Copy out every line of the data below word for word, changing nothing.

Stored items
....................
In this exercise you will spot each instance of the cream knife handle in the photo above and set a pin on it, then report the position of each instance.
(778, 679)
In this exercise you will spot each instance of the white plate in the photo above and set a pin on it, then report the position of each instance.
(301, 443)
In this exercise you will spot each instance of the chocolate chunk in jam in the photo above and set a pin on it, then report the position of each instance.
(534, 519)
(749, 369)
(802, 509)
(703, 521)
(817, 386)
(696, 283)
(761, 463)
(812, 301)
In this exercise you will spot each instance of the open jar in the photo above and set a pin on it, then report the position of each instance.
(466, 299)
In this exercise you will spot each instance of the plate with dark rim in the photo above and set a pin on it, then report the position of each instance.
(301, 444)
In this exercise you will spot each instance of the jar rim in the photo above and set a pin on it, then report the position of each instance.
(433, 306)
....................
§ **FULL RESPONSE**
In this exercise you will spot each instance of the cream knife handle in the photo above and set a pin on it, then report the position of each instance.
(778, 679)
In this exercise you will spot each instance of the white plate in the photo above and set a pin on it, then report the position of each instance.
(301, 443)
In this exercise you will spot each instance of the chocolate chunk in jam in the photo above and set a pin on it, then report the position of each instance.
(534, 519)
(749, 369)
(802, 509)
(703, 521)
(817, 386)
(696, 283)
(761, 463)
(812, 301)
In this exercise you will spot each instance of the open jar in the photo above and set a pin on it, then report the position of each instance.
(466, 299)
In this exercise you will spot each instance of the plate with dark rim in the photo above and set a pin on it, then report the position of each instance.
(301, 444)
In this exercise you will spot each instance of the jar rim in the photo above and set a pin on it, then report the position of each instance.
(433, 306)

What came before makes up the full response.